TRECHO DO TEXTO:

= = = = = = =

A semana que se iniciou em 16 de março já apresentava as estações e trens vazios, pois as pessoas estavam procurando evitar a aglomeração no transporte público. Engarrafaram-se assim ainda mais as estradas. Ao longo da semana, à medida em que as pessoas iam sendo determinadas a trabalhar em casa, o previsível esvaziamento das estradas tornava-se evidente.
No início da última semana, os restaurantes aqui em Connecticut foram proibidos de servir comida à mesa para seus clientes, as operações resumiram-se a tele-entrega e comida to go/takeout (para levar). As medidas de restrição do contato social estão mantendo sob relativo controle o crescimento do número de casos confirmados no estado de Connecticut. Em 21 de março eram 194 casos, confirmando que, enquanto não houver vacina, o fator humano é a única variável disponível e realmente faz a diferença.
Atualmente, é permitido o funcionamento somente de estabelecimentos considerados essenciais, tais como hospitais, clínicas, farmácias, supermercados, restaurantes e postos de gasolina. Funcionários remunerados por hora trabalhada já sabem que os próximos dias serão duros.
Os desafios do momento não se resumem somente à força-tarefa dos profissionais da saúde, há também o desafio logístico e de abastecimento: os kits de teste para coronavírus precisam ser fabricados e entregues, o mesmo ocorre com máscaras de proteção, álcool gel e alimentos. As matérias-primas e mão de obra precisam chegar até as fábricas e os produtos acabados precisam ser entregues aos consumidores. Da mesma forma como encara-se o fornecimento de água tratada, energia elétrica, gás.
O Brasil para num momento prudente: sem o choque não haveria a conscientização necessária, de que não se trata de férias para passear, da mesma forma equivocada que os adolescentes americanos entenderam. Para conhecer a extensão do contágio é preciso congelar o momento, conhecer o número de casos em cada cidade brasileira e assim planejar a retomada das atividades, conforme cada caso.

= = = = = = =

EXERCÍCIO: Copie o texto de "Os desafios do" até "energia elétrica, gás.", inclusive, substituindo "álcool gel" por "sabonete líquido".

DADOS FORNECIDOS:
= = = = = = =

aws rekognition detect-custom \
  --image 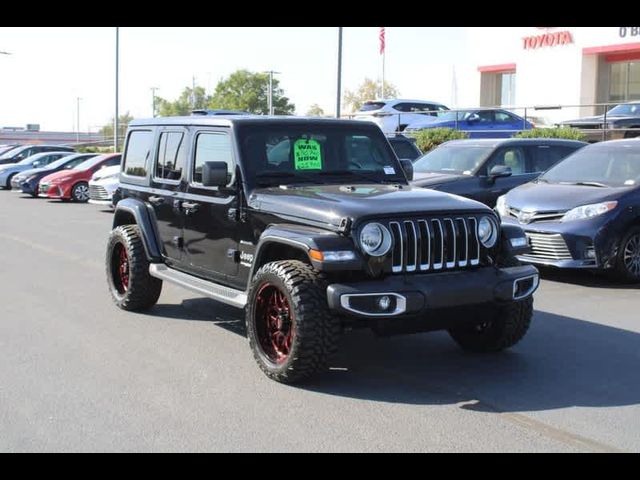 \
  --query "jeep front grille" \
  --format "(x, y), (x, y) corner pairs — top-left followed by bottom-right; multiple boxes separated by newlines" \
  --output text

= = = = = = =

RESOLUÇÃO:
Os desafios do momento não se resumem somente à força-tarefa dos profissionais da saúde, há também o desafio logístico e de abastecimento: os kits de teste para coronavírus precisam ser fabricados e entregues, o mesmo ocorre com máscaras de proteção, sabonete líquido e alimentos. As matérias-primas e mão de obra precisam chegar até as fábricas e os produtos acabados precisam ser entregues aos consumidores. Da mesma forma como encara-se o fornecimento de água tratada, energia elétrica, gás.